Have you been quarantined this year? Most of us have.

I have now joined the list of those who are currently quarantined. To be clear, I don’t believe I have the virus. At least not yet. I was exposed to COVID-19 last week while on vacation. No, I didn’t attend any big parties or travel to a hot spot. In fact, I stayed home and puttered around the house for the most part. I didn’t leave my local area or see more than a couple of people at a time. I wore my mask, washed my hands, social distanced, and used hand sanitizer every time I went out in public.

I spent some time with a person who didn’t have any idea she had the virus. She wasn’t sick when I saw her. She developed symptoms the day after we had lunch together, which is the last time I saw her. She had herself tested as soon as she became ill and called to let me know her results. I’m grateful she did.

________________________

*PROBLEMS TO SOLVE*.
**A)** According to the quarantine account, when did the woman the writer had lunch with first develop symptoms?
**B)** Pick up the quarantine account after its final sentence and write what comes next.
The lines that come after this text play no part in what you are asked to do.

*DATA FOR ANALYSIS*.
________________________

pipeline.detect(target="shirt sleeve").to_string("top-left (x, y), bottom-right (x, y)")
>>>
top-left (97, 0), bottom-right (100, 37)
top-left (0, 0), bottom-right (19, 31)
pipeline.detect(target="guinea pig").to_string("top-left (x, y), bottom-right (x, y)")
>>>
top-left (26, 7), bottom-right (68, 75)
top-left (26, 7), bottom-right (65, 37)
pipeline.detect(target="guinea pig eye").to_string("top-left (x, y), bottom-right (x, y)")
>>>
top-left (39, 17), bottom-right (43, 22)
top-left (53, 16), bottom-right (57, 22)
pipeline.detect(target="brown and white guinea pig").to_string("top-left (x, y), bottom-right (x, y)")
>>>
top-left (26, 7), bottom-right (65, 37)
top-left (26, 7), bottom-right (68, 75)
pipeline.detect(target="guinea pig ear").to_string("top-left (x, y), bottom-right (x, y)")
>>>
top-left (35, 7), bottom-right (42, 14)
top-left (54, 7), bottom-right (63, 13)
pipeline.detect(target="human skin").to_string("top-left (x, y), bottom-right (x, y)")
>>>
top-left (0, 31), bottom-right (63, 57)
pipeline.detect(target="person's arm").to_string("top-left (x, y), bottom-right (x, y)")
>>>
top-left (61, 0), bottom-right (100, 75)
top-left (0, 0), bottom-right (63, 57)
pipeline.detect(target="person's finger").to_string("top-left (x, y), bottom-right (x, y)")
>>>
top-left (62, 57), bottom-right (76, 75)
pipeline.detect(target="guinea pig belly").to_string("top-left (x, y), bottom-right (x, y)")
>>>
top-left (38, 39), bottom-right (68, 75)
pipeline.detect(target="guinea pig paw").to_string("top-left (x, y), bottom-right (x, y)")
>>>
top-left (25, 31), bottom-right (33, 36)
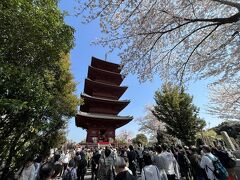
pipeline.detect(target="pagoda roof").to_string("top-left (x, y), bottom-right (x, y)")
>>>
top-left (75, 111), bottom-right (133, 129)
top-left (88, 66), bottom-right (124, 85)
top-left (84, 78), bottom-right (127, 99)
top-left (91, 57), bottom-right (121, 73)
top-left (80, 93), bottom-right (130, 115)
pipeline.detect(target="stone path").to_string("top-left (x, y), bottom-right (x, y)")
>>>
top-left (55, 169), bottom-right (141, 180)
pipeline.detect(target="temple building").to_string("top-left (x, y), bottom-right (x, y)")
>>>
top-left (75, 57), bottom-right (133, 144)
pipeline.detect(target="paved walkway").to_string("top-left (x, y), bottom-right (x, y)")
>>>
top-left (55, 169), bottom-right (141, 180)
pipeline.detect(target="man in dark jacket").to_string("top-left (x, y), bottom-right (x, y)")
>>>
top-left (127, 145), bottom-right (137, 176)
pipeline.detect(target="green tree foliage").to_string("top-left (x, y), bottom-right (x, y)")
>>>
top-left (0, 0), bottom-right (78, 179)
top-left (132, 134), bottom-right (148, 145)
top-left (152, 84), bottom-right (202, 145)
top-left (213, 121), bottom-right (240, 142)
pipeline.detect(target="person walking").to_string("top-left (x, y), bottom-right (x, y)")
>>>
top-left (127, 145), bottom-right (137, 176)
top-left (141, 153), bottom-right (167, 180)
top-left (152, 145), bottom-right (167, 180)
top-left (62, 159), bottom-right (78, 180)
top-left (115, 156), bottom-right (136, 180)
top-left (15, 157), bottom-right (35, 180)
top-left (98, 147), bottom-right (114, 180)
top-left (77, 151), bottom-right (87, 180)
top-left (159, 144), bottom-right (180, 180)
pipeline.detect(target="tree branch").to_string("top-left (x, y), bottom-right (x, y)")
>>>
top-left (212, 0), bottom-right (240, 11)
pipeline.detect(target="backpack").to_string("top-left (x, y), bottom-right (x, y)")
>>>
top-left (206, 155), bottom-right (228, 180)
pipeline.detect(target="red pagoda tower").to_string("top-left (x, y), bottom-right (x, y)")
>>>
top-left (75, 57), bottom-right (133, 144)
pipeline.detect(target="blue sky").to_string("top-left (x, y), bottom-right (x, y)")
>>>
top-left (59, 0), bottom-right (221, 142)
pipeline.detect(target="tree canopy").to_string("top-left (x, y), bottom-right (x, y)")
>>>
top-left (79, 0), bottom-right (240, 119)
top-left (152, 83), bottom-right (204, 145)
top-left (0, 0), bottom-right (78, 179)
top-left (213, 121), bottom-right (240, 139)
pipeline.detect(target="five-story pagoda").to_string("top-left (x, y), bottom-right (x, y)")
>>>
top-left (75, 57), bottom-right (132, 144)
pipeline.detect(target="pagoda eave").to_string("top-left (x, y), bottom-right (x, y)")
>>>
top-left (88, 66), bottom-right (124, 85)
top-left (91, 57), bottom-right (122, 73)
top-left (80, 93), bottom-right (130, 115)
top-left (84, 78), bottom-right (127, 100)
top-left (75, 111), bottom-right (133, 129)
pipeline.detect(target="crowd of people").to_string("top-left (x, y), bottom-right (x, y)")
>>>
top-left (15, 144), bottom-right (237, 180)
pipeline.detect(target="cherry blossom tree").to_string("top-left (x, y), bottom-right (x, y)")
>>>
top-left (136, 105), bottom-right (166, 138)
top-left (79, 0), bottom-right (240, 121)
top-left (209, 82), bottom-right (240, 120)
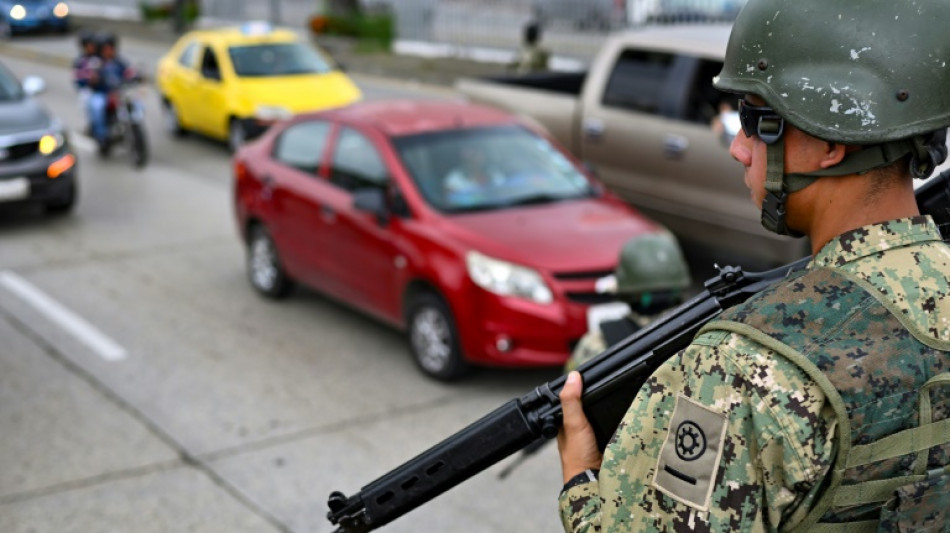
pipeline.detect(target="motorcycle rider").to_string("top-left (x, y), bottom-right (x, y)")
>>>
top-left (73, 31), bottom-right (99, 131)
top-left (564, 232), bottom-right (690, 373)
top-left (86, 34), bottom-right (136, 155)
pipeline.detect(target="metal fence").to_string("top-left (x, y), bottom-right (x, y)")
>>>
top-left (75, 0), bottom-right (745, 60)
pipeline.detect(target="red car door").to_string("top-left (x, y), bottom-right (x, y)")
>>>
top-left (328, 127), bottom-right (406, 321)
top-left (258, 120), bottom-right (335, 287)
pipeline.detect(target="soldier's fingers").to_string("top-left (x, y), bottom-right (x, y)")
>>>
top-left (559, 370), bottom-right (587, 429)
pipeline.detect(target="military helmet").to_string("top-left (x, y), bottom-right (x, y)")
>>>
top-left (715, 0), bottom-right (950, 144)
top-left (614, 232), bottom-right (690, 294)
top-left (713, 0), bottom-right (950, 237)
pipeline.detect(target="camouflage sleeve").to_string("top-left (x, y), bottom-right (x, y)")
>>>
top-left (558, 481), bottom-right (600, 533)
top-left (592, 332), bottom-right (834, 532)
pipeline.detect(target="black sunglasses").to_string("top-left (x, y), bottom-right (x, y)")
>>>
top-left (739, 100), bottom-right (785, 144)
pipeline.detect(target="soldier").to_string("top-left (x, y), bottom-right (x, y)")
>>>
top-left (510, 21), bottom-right (551, 74)
top-left (564, 232), bottom-right (690, 372)
top-left (558, 0), bottom-right (950, 532)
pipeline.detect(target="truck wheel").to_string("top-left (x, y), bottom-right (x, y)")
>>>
top-left (407, 292), bottom-right (471, 381)
top-left (247, 224), bottom-right (294, 299)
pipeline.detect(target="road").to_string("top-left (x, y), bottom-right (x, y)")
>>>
top-left (0, 37), bottom-right (560, 533)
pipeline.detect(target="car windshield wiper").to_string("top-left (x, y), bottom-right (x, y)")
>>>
top-left (444, 204), bottom-right (508, 215)
top-left (505, 193), bottom-right (574, 206)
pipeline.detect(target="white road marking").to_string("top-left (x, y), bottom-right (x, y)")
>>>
top-left (0, 270), bottom-right (127, 361)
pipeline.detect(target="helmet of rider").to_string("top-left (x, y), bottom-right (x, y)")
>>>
top-left (79, 30), bottom-right (97, 49)
top-left (713, 0), bottom-right (950, 236)
top-left (614, 231), bottom-right (691, 314)
top-left (96, 32), bottom-right (119, 50)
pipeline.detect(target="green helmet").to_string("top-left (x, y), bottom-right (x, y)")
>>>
top-left (614, 232), bottom-right (690, 295)
top-left (714, 0), bottom-right (950, 234)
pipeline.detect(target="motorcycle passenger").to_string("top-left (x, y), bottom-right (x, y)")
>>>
top-left (73, 32), bottom-right (99, 131)
top-left (564, 232), bottom-right (690, 373)
top-left (87, 34), bottom-right (135, 153)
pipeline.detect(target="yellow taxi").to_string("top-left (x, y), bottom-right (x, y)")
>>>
top-left (156, 22), bottom-right (362, 151)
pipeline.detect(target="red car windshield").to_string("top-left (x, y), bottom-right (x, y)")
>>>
top-left (394, 126), bottom-right (593, 212)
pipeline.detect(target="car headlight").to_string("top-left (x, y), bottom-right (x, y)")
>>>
top-left (465, 251), bottom-right (554, 304)
top-left (254, 105), bottom-right (293, 121)
top-left (40, 132), bottom-right (66, 155)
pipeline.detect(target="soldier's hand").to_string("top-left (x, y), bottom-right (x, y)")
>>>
top-left (557, 371), bottom-right (603, 483)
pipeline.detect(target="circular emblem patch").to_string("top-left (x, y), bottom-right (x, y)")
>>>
top-left (676, 420), bottom-right (706, 461)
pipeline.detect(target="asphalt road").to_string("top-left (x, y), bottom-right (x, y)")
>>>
top-left (0, 37), bottom-right (560, 533)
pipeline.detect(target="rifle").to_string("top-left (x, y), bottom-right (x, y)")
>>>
top-left (327, 170), bottom-right (950, 533)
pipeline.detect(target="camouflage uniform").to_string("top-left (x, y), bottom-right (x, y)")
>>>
top-left (560, 217), bottom-right (950, 532)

________________________

*ANSWERS GIVEN*.
**A)** She developed symptoms the day after they had lunch together.

**B)**
I’m sure I’ll be hearing from the county health department today or tomorrow. I called my local office for instructions this morning, and they said they’d be in touch when they received our case. They said I should plan to quarantine for fourteen days from the last date of contact. Her health department to has contact my health department, which will then contact me. The system isn’t ideal, but it’s all we have.

I’m not currently sick and hope to remain healthy. Even so, I agree with the wisdom of our healthcare officials that it’s best I stay home and away from other people. I certainly don’t want to expose anyone else to this insidious virus. There’s a chance I could develop symptoms in the next few days, but think about how many people I could have exposed in the meantime if I didn’t know there was a chance I’m compromised. The next person might have been someone without an immune system strong enough to fight it.

I spent a long time sanitizing my car today because the dear lady who is currently ill rode with me. I didn’t mind the chore, though. It was nice outside, and my car was due for a cleaning anyway. Plus, I found a quarter under my driver’s seat. That has to be a sign of good luck, right?

Some of my fellow authors and I were talking about the pandemic after our virtual awards ceremony last Friday. We discussed how fortunate we are that we have so many means of communication nowadays. Technology has advanced to where we have virtual meeting rooms, social media, and many ways to stay connected. We wouldn’t have been able to have our ceremony without that technology.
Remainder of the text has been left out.